Portion of a data file

****

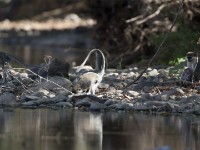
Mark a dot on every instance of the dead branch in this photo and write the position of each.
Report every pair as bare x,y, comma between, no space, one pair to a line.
159,48
148,17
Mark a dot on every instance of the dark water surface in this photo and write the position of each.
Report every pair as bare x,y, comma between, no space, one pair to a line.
46,129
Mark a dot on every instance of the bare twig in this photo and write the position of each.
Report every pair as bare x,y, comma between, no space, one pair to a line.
159,48
148,17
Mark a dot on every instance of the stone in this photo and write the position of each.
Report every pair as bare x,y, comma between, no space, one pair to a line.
153,72
31,98
59,98
56,67
97,106
103,86
8,99
64,104
124,105
29,103
109,102
84,102
132,93
55,82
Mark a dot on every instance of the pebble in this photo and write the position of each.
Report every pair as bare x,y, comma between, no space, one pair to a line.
64,104
145,95
7,99
97,106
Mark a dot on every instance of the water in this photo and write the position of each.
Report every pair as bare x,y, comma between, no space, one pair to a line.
46,129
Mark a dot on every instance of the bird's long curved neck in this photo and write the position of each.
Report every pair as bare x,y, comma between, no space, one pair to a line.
102,72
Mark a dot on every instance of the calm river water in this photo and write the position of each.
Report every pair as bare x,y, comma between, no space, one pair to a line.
47,129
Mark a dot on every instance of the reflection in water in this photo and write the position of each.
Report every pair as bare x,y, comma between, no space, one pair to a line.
45,129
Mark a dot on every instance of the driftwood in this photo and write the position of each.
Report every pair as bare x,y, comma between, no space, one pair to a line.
159,48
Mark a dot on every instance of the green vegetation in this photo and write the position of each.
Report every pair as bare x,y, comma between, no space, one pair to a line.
177,66
177,45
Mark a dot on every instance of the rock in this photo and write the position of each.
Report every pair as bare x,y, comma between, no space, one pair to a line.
147,89
44,102
97,106
64,104
103,86
29,103
111,89
110,102
8,99
146,97
165,96
31,98
153,72
124,105
113,106
163,73
84,102
132,75
132,93
56,67
62,91
55,82
140,107
163,148
59,98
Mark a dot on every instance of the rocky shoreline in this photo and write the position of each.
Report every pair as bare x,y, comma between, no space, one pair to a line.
155,91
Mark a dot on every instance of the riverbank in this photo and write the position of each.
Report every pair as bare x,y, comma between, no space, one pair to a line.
156,91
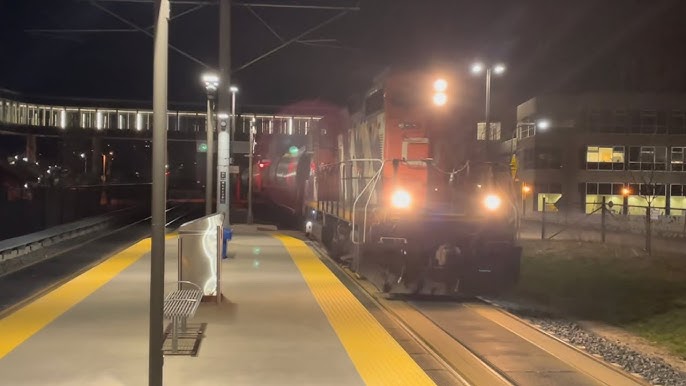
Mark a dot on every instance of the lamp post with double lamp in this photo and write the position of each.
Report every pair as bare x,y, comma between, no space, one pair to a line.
211,83
498,69
525,191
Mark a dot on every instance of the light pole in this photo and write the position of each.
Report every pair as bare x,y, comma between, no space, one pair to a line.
85,163
478,68
233,90
211,84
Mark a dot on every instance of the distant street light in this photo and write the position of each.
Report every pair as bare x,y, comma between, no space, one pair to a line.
478,68
211,85
543,124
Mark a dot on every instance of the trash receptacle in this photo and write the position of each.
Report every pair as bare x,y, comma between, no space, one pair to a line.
228,234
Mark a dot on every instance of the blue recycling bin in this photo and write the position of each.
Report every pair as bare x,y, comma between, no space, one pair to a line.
226,237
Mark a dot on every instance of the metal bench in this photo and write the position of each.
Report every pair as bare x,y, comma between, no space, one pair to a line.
179,306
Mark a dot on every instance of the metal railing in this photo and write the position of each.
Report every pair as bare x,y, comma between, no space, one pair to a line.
13,112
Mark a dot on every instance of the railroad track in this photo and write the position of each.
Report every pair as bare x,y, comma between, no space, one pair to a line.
477,343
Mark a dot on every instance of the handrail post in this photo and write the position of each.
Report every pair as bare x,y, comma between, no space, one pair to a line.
543,220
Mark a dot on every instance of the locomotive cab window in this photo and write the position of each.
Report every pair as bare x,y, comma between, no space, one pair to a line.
374,102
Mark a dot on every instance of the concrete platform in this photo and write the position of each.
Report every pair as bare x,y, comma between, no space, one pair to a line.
286,320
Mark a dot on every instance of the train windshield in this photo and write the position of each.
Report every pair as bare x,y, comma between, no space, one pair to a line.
461,192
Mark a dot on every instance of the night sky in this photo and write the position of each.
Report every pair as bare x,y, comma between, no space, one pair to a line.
548,46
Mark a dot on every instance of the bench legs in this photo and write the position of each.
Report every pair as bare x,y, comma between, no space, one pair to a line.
175,334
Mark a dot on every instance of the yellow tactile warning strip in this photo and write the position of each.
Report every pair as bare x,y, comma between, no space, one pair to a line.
378,358
20,325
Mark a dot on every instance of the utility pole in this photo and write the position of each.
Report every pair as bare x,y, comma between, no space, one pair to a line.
159,187
223,106
251,144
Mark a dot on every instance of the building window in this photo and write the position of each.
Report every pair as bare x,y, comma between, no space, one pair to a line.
595,191
648,158
677,123
525,130
677,200
605,157
552,194
677,159
547,158
621,122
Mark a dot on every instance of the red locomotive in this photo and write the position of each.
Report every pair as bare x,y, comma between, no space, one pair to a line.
370,187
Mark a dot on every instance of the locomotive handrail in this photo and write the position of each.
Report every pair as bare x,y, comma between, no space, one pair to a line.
371,182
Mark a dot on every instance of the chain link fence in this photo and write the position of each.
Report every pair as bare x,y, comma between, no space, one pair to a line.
608,218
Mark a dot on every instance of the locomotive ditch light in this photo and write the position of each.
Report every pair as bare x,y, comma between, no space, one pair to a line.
401,199
440,98
440,85
492,202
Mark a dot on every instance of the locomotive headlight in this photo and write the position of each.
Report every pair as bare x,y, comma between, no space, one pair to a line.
401,199
492,202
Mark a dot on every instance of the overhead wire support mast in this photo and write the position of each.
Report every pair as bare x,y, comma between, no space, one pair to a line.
159,194
131,24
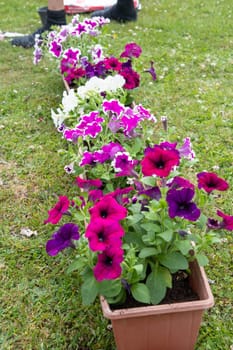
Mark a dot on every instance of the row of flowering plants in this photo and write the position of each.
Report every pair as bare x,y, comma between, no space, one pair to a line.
140,213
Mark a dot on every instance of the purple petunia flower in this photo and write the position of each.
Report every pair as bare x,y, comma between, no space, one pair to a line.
108,266
60,208
88,184
210,182
227,222
113,106
87,159
180,182
180,204
186,150
108,209
160,162
55,48
62,239
131,50
123,164
102,234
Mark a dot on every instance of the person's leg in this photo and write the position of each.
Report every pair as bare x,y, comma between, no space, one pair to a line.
122,11
55,16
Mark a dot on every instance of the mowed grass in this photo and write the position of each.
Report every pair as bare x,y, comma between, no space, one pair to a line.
191,45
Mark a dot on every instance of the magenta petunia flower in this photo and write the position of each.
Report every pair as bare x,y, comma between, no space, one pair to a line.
112,148
103,234
87,184
95,195
60,208
108,209
55,48
210,182
132,79
62,239
112,63
180,182
87,159
119,194
123,164
113,106
72,53
159,162
186,150
180,204
227,222
108,266
131,50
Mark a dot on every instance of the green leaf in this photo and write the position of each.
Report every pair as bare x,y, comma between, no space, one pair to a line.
77,264
151,227
145,252
140,292
89,289
149,180
183,246
202,259
134,219
110,288
174,261
166,235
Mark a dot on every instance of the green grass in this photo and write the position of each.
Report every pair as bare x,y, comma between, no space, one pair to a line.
191,44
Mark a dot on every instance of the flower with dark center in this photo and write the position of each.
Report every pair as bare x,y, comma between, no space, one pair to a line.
108,209
160,162
108,266
102,234
210,182
62,239
60,208
180,204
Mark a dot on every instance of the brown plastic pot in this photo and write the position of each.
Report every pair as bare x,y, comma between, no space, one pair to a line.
162,327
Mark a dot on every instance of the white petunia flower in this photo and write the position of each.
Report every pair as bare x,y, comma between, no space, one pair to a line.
69,101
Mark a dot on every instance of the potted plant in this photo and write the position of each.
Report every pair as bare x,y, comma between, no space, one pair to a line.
139,225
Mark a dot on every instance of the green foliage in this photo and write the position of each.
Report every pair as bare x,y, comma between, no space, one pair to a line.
191,45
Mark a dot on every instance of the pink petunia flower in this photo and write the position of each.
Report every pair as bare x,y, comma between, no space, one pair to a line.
227,222
108,209
103,234
159,162
210,182
60,208
108,266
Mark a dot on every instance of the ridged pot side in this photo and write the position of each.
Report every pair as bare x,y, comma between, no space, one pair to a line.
162,327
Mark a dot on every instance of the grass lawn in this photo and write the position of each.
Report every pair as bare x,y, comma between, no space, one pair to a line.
191,44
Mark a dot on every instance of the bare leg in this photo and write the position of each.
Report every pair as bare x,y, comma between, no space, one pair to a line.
55,5
55,16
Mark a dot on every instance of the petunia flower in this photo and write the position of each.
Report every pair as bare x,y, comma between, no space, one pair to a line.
60,208
180,182
108,266
108,209
103,234
62,239
159,162
180,204
55,48
227,222
131,50
210,182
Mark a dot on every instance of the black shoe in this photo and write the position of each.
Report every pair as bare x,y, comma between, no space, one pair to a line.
57,18
27,41
123,11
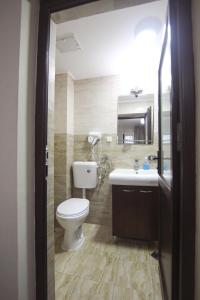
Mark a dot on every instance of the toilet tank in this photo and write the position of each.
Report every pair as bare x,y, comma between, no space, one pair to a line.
85,174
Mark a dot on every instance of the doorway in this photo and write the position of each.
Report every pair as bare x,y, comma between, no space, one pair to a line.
41,142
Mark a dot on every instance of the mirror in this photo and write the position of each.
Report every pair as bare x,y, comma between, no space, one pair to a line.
135,119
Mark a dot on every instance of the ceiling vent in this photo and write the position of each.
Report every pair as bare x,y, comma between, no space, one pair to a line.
68,43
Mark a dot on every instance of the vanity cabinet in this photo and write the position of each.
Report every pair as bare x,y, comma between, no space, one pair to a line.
135,212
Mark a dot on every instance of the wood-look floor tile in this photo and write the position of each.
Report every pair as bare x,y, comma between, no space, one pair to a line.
105,269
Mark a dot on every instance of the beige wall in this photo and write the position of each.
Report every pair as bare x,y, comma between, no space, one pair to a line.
64,137
50,185
196,31
96,110
18,31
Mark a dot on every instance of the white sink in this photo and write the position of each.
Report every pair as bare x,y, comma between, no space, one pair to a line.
131,177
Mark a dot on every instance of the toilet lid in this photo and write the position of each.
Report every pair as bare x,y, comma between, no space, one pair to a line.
73,206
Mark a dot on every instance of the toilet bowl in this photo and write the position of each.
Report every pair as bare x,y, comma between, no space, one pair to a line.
71,215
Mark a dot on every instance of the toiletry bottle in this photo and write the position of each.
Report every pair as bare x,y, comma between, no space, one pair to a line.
146,163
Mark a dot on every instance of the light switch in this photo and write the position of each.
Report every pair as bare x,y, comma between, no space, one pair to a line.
109,139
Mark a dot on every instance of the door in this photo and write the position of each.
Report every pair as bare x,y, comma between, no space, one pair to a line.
168,168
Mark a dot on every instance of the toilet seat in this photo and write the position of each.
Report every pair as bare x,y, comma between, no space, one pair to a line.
72,208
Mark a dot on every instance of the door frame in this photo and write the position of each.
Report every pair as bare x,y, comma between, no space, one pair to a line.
182,16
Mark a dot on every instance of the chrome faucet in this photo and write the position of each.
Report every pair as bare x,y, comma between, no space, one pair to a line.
136,165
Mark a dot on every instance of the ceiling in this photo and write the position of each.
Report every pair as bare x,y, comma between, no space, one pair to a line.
104,39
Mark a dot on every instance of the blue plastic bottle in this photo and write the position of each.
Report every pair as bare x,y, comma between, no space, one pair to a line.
146,163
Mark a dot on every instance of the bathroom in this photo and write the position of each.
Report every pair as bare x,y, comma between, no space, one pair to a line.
99,89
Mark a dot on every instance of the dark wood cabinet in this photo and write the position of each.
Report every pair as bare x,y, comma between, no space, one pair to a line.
135,212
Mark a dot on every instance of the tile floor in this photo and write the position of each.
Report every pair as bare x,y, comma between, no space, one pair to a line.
105,269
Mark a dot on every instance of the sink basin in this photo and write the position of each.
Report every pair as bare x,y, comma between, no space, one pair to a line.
131,177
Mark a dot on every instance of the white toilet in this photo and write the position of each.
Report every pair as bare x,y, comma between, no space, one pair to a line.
72,213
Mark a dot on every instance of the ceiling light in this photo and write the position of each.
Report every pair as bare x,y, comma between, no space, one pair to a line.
68,43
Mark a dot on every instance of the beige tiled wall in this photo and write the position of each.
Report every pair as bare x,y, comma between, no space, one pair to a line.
50,189
196,29
96,110
64,128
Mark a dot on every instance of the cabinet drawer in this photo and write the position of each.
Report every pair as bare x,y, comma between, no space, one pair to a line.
135,212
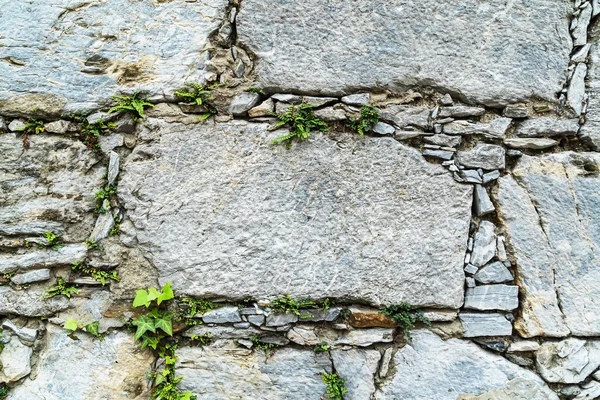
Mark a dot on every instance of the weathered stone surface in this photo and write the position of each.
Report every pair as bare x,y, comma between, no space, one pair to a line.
485,325
47,187
492,297
547,127
65,255
277,216
458,368
550,207
486,156
358,367
98,50
530,143
87,369
569,361
464,59
495,272
287,373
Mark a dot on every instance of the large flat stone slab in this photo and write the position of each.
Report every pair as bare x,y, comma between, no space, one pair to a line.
78,54
221,213
431,368
492,53
551,207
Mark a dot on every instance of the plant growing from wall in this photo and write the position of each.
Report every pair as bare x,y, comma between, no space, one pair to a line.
301,120
132,104
98,275
336,388
405,316
369,116
62,288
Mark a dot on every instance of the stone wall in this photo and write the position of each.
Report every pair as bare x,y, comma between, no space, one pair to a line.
475,198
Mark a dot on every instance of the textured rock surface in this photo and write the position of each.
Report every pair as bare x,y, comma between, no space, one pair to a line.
457,367
550,207
87,368
409,47
282,217
99,49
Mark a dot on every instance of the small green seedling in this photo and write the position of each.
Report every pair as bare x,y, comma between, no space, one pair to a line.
336,388
369,116
132,104
301,123
62,288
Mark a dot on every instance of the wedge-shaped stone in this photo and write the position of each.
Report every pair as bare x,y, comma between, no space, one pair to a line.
88,368
231,216
550,207
431,368
454,47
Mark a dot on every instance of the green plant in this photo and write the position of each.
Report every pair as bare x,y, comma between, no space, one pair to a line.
301,123
321,348
260,345
52,241
74,326
336,388
61,288
132,104
287,304
405,316
99,275
369,116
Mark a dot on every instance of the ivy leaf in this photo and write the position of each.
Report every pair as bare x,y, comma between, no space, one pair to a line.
71,325
144,324
166,294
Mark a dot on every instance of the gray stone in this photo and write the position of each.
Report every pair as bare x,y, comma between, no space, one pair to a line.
462,112
482,204
263,109
286,374
460,369
222,315
547,127
15,360
443,140
357,99
275,196
281,319
476,325
37,275
486,156
113,167
492,297
244,102
495,272
534,57
576,92
530,143
569,361
484,245
549,206
27,334
87,368
358,367
99,50
65,255
382,128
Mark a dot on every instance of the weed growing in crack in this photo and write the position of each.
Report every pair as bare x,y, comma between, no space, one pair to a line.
301,122
405,316
336,388
369,116
132,104
62,288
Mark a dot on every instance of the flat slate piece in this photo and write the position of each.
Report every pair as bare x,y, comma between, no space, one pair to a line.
352,218
489,52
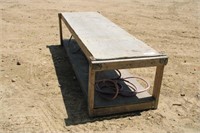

****

## Your instructions
Pick out each line of the records that contains the word "surface" and copy those lines.

## Solution to the exercise
Mark a dot on every instance of the dark water surface in this photo and write the position of each.
Mark a dot on every instance of the weathered stone surface in this photo and write the position of each.
Mark a dot on every instance of the textured rock surface in this photo and write the position of each.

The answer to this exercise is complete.